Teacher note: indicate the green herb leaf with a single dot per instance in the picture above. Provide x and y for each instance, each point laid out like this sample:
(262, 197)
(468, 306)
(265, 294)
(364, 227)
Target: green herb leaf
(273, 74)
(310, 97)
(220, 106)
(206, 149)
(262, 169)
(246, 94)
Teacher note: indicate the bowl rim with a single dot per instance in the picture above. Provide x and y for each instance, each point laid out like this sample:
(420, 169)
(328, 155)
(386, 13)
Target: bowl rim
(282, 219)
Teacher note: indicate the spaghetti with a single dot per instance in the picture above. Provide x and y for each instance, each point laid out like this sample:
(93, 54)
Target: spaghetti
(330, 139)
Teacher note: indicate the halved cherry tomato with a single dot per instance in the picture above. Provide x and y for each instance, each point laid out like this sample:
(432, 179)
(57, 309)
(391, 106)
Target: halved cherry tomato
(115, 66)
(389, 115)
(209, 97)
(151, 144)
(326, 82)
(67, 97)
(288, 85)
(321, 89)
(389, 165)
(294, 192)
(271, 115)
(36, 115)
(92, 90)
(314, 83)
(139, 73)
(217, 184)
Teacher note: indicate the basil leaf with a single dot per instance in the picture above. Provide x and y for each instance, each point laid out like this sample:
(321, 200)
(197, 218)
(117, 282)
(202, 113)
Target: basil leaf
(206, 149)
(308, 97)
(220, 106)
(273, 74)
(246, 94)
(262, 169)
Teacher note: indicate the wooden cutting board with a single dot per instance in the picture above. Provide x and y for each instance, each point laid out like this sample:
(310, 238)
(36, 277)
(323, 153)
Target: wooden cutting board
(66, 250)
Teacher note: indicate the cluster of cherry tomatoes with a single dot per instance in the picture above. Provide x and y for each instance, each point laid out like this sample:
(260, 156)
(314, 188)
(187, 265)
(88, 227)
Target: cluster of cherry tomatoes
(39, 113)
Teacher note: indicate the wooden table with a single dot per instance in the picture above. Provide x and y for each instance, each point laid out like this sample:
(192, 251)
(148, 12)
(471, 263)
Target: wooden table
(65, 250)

***

**What the exercise asks:** An exact copy of every record above is what's needed here.

**Response to this task:**
Teacher note: indicate the green herb leaf with a single dot per instance in the picture above. Provide x and y for each instance, each point laid out like this sample:
(262, 197)
(468, 306)
(265, 294)
(364, 227)
Target: green herb leaf
(273, 74)
(310, 97)
(220, 106)
(206, 149)
(262, 169)
(246, 94)
Teacher note: indicate the bowl rim with a single dot per instance in the picture above. Provide x and y for each instance, each point laid out like this sample:
(420, 169)
(328, 155)
(386, 13)
Target: bowl rim
(282, 219)
Teacher note: indicate the spaghetti with a single dot per instance in the picture above. Provide x and y for each instance, each point laid out like this sample:
(93, 54)
Target: spaghetti
(330, 139)
Teacher note: indicate the halved cherry tomato with a single dot per instance in the picture above. Provide x and y for each instance, each point laid out like this sample:
(432, 179)
(57, 309)
(391, 106)
Target: halved cherry tomato
(115, 66)
(389, 115)
(209, 97)
(151, 144)
(326, 82)
(67, 97)
(288, 85)
(321, 89)
(389, 165)
(294, 192)
(271, 115)
(36, 115)
(92, 90)
(314, 83)
(139, 73)
(217, 184)
Teacher note: indicate the basil leaf with a single dot per instance in the picture above. Provide x and y for each instance, each point laid out like this sample:
(321, 200)
(197, 218)
(117, 282)
(202, 113)
Target: basil leaf
(206, 149)
(308, 97)
(220, 106)
(273, 74)
(246, 94)
(262, 169)
Teacher note: indicate the wooden cutting board with a single dot per instance in the picture above. Provide x and y for each instance, each point laid out like this sample:
(310, 238)
(36, 277)
(323, 153)
Target: wooden cutting board
(66, 250)
Teacher note: indicate the cluster of cherry tomatoes with a single dot per instance in the picture above. Provide x and y for each instance, each point laid out like this sample:
(260, 156)
(314, 188)
(187, 265)
(88, 227)
Target: cluster of cherry tomatoes
(39, 113)
Teacher note: indicate the wooden table with a single dot per instance in the picture above. Provide x and y for each instance, each point laid out like this sample:
(192, 251)
(148, 12)
(471, 263)
Target: wooden table
(65, 250)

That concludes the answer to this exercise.